▸ **Brief**
Copy out exactly each line from the line with "the white window" through the last line of the material below.

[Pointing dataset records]
####################

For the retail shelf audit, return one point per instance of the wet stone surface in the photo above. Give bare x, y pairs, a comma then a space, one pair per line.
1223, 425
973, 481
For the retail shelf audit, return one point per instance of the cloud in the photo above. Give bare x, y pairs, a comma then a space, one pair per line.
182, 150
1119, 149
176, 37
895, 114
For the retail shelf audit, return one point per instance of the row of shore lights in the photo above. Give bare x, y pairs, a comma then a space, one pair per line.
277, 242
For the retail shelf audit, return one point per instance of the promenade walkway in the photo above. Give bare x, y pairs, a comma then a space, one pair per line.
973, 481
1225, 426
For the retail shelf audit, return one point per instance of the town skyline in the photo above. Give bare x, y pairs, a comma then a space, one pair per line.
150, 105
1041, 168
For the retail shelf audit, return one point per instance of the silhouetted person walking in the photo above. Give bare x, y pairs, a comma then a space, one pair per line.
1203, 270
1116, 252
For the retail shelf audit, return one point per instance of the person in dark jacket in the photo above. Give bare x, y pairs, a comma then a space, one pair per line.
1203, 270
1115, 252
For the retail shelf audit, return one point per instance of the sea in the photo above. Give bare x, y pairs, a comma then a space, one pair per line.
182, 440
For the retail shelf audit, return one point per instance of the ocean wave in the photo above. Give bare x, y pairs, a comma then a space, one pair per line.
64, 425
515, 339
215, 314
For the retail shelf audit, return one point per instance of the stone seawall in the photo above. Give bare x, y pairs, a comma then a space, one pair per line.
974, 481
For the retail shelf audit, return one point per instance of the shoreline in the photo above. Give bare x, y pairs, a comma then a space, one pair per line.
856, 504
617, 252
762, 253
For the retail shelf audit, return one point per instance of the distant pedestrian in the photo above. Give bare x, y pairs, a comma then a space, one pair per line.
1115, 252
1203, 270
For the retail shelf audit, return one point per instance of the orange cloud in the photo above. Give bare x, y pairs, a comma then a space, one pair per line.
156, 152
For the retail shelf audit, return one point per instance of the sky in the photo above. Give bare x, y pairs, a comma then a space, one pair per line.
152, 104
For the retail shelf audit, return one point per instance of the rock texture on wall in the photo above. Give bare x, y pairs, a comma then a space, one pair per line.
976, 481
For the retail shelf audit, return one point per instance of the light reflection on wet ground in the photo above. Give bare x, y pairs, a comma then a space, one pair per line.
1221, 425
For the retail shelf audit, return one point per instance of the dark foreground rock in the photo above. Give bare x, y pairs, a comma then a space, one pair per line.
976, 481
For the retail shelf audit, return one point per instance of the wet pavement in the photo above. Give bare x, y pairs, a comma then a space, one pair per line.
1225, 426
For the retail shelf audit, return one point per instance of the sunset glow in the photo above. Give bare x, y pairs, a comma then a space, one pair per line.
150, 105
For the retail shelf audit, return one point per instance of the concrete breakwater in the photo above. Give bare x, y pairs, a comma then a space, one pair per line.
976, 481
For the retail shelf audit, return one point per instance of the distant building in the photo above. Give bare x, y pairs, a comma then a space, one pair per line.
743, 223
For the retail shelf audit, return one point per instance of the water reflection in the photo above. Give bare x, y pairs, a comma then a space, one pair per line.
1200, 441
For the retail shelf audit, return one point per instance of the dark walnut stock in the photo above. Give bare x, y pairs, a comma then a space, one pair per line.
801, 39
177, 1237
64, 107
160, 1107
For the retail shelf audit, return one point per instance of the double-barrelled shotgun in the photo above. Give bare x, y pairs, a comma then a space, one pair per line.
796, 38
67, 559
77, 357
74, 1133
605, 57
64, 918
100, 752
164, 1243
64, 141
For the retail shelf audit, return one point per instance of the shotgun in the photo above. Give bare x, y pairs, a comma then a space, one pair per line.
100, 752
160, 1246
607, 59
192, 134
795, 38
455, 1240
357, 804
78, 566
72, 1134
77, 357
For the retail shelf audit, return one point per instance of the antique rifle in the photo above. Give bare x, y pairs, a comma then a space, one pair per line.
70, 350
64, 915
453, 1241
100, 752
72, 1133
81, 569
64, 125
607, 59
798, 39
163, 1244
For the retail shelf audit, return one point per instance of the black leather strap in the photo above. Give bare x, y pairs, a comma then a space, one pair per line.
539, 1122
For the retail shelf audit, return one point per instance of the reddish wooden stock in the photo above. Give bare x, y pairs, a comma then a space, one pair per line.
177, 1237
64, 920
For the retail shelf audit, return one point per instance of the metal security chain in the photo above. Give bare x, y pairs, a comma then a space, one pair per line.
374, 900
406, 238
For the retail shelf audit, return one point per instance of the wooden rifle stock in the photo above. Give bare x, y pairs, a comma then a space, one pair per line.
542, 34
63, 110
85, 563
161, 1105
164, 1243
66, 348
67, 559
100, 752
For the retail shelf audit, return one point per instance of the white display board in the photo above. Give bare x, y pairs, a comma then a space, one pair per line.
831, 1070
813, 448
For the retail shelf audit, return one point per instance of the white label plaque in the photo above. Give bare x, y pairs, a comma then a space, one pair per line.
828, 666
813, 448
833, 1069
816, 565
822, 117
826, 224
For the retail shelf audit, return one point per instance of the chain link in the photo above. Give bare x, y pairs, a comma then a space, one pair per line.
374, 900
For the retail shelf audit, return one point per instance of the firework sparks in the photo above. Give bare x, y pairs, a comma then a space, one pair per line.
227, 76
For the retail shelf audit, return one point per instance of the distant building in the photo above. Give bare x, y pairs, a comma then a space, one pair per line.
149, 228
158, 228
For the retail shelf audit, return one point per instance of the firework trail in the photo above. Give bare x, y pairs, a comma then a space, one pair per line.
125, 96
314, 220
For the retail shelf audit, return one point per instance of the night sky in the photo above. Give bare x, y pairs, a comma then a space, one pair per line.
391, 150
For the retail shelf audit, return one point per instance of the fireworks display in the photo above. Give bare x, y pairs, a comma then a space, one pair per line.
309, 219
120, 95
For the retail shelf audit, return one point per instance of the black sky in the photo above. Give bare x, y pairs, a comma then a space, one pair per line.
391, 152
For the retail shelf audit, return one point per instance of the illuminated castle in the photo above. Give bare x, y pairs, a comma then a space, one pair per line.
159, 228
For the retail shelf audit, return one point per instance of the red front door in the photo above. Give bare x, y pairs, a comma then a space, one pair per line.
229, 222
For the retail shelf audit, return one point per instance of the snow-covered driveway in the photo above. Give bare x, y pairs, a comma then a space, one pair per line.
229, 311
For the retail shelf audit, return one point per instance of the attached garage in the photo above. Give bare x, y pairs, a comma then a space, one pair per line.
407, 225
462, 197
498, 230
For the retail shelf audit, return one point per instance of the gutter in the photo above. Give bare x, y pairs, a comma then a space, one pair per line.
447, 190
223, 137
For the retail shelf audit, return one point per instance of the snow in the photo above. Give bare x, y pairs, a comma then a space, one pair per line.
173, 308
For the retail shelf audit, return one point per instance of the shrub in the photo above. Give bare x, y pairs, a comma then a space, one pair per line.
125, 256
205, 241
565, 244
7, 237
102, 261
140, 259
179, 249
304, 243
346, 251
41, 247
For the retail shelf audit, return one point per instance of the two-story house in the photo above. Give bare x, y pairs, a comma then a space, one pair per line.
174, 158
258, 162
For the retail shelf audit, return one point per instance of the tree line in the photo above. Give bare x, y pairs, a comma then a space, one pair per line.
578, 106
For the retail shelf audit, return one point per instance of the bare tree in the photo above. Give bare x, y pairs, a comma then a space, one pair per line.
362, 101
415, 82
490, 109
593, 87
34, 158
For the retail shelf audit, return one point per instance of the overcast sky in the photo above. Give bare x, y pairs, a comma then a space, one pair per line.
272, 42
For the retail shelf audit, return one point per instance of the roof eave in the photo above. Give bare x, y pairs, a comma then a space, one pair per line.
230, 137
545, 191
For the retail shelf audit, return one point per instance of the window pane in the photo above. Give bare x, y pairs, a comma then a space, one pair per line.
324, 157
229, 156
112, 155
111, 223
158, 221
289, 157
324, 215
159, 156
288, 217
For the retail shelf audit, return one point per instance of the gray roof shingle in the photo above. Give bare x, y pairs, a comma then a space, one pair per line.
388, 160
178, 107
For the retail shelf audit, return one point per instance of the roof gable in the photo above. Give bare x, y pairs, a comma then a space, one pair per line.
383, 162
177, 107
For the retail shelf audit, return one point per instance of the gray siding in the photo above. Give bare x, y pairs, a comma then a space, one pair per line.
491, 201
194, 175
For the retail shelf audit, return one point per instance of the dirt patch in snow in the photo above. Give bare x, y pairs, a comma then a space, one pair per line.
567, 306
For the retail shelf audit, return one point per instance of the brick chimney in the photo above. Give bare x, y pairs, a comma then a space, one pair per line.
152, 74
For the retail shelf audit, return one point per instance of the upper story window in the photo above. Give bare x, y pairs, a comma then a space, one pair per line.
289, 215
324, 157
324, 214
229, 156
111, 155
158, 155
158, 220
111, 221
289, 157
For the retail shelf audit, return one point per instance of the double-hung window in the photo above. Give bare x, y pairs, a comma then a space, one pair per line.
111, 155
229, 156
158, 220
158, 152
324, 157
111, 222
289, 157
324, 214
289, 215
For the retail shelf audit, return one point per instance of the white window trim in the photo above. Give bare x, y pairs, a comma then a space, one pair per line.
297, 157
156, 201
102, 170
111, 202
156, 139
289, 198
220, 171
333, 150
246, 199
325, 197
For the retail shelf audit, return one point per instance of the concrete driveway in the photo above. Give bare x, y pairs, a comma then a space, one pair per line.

####################

▸ **Output of the exercise**
For the retail shelf audit, return one point per instance of the white window trim in the photo above. Give bare x, y pairs, a comma then a space, one pair per line.
297, 157
156, 201
102, 170
111, 202
156, 139
289, 198
220, 171
333, 150
246, 199
325, 197
For the retail shelf audit, return one point per instance of the concrete driveway in the photo above. Give bare x, y pairs, a comma then a space, one pair per line.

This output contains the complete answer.